Problem statement -> The lines to be copied run from the one containing "indicate the shoulder" to the end of the material below; reproduce them exactly, including both ends, and nothing more.

Exercise data ->
- - - - - - -
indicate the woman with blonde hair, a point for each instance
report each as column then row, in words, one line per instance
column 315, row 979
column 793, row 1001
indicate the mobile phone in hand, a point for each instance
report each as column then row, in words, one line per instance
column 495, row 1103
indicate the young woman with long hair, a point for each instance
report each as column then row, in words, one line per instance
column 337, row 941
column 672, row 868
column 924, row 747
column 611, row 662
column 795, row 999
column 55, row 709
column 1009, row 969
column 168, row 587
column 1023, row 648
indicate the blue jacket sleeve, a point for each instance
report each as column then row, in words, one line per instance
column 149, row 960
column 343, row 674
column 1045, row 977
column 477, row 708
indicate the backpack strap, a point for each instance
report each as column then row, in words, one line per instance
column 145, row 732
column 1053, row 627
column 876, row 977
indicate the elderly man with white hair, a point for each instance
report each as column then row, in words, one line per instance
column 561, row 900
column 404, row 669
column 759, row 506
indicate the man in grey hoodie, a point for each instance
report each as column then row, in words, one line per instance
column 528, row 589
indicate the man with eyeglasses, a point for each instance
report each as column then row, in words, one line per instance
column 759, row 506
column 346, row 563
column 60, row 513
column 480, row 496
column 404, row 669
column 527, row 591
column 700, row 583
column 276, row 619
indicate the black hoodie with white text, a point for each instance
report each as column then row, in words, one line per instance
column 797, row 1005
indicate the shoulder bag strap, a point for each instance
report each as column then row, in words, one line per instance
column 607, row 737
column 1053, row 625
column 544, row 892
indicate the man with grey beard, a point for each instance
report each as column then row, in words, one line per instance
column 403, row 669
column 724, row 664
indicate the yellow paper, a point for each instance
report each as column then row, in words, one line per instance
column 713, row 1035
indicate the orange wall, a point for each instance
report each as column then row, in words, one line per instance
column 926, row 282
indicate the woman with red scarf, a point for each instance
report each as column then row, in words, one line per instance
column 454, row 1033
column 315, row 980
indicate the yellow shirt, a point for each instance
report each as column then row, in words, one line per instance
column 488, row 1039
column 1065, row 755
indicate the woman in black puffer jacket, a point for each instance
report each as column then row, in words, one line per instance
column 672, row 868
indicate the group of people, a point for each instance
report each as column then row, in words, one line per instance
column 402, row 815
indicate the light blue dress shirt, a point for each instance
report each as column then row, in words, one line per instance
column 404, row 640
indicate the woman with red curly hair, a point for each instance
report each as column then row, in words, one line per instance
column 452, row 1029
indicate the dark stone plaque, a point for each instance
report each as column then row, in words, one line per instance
- - - - - - -
Solution for this exercise ->
indicate the shoulder bag strap, a point for each instance
report each as column then row, in words, one line per instance
column 607, row 737
column 1053, row 625
column 544, row 892
indicate the man with grey beard, a point for each instance
report each as column then row, in words, one line per instance
column 403, row 669
column 724, row 664
indicate the yellow paper, a point for each instance
report each as column then row, in words, one line per instance
column 713, row 1035
indicate the orange wall, a point for each instance
report each as column then row, in words, one line per instance
column 926, row 282
indicate the woman with red scarf, a point for each instance
report each as column then row, in words, one line per instance
column 454, row 1033
column 315, row 980
indicate the yellow shirt, a point for each instance
report each as column then row, in words, one line per instance
column 488, row 1039
column 1065, row 755
indicate the woman in black puffer jacket, a point for each instance
report each as column then row, in words, one line per instance
column 672, row 868
indicate the group of people, a point for each instance
report each as column then row, in words, one line per instance
column 402, row 815
indicate the light blue dress shirt, a point for each instance
report each as column then row, in words, one line per instance
column 404, row 640
indicate the woman with red curly hair, a point for each instance
report each as column then row, in words, one line per instance
column 452, row 1029
indicate the dark stone plaque, a point for each instance
report each as column then row, in words, one line per instance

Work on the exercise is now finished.